■ **TEXTAUSZUG**:
-*-
Aus der Sehnsucht nach solchen Freundschaften ereignet sich nun das Seltene, dass der Dichter in rückhaltlosem Vertrauen, ohne seinen eigenen Leumund zu schonen, seine innersten Empfindungen und Gedanken einer ihm gänzlich fremden Welt mitzuteilen bereit ist.
Der Dichter handelt daher oft im bürgerlichen Sinne unklug. Hat er keinen Erfolg mit seinen Schriften, dann wird er zur Zielscheibe von Spott und Hohn. Nur wenn eine breite Öffentlichkeit ihm Anerkennung zollt, dann sind auch die Bürger bereit, vor ihm den Hut zu ziehen. Immer wieder denke ich hierbei an das tiefsinnige Sonett von Charles Baudelaire mit dem Titel „Albatros“. Dieser mächtige Vogel ist in seinem Element, den Lüften, Wolken und Winden, wahrer König und Herrscher. Steht er aber auf den Planken des Schiffes, dann hindern ihn seine mächtigen Schwingen am Gehen. Und die Seeleute, die von seinem kühnen Flug nicht die mindeste Ahnung haben, übergießen ihn mit ihrem Spott.
-*-
■ **ZU ERLEDIGENDE AUFGABEN**:
1. Wann sind die Bürger laut dem Textauszug über den Dichter bereit, vor ihm den Hut zu ziehen?
2. Führe den Textauszug über den Dichter und Baudelaires Sonett „Albatros“ im Anschluss an seinen letzten Satz weiter.
-*-
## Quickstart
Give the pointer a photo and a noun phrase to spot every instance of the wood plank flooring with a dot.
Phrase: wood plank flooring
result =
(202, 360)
-*-
■ **ANTWORTEN**:
1. Nur wenn eine breite Öffentlichkeit ihm Anerkennung zollt.

2.
Also ergeht es auch dem Schriftsteller. Er erlebt, indem er seine Werke einer breiten Öffentlichkeit mitteilen möchte, häufig die Erfahrung, ausgegrenzt zu werden. Denn mit ihrem dumpfen Bürgerinstinkt fühlen die andern, dass er anders ist als sie. Und der Bürger agiert und reagiert in der Masse und lässt sich vom Masseninstinkt treiben. Er sondert das Fremdartige aus, geht ihm gegenüber zumindest auf vorsichtige Distanz. Mit dieser Erfahrung muss der Schriftsteller leben. Und jedermann, der der Versuchung erliegt, in seinem Leben das Schreiben zu seinem schicksalhaften Hauptzweck zu machen, muss wissen, worauf er sich mit diesem alles verzehrenden Hobby einlässt. Es kann sein, ihm winkt ein glückliches Geschick und es wird ihm, vielleicht erst nach seinem Tod, ein Lorbeerkranz aufs Haupt gesetzt. Dann hat er das bessere Teil erwählt. Es kann aber auch sein, dass er unbekannt und unverstanden bleibt, dann zahlt er einen bitteren Preis für die verlockende Versuchung, am Kelch der Kunst zu nippen.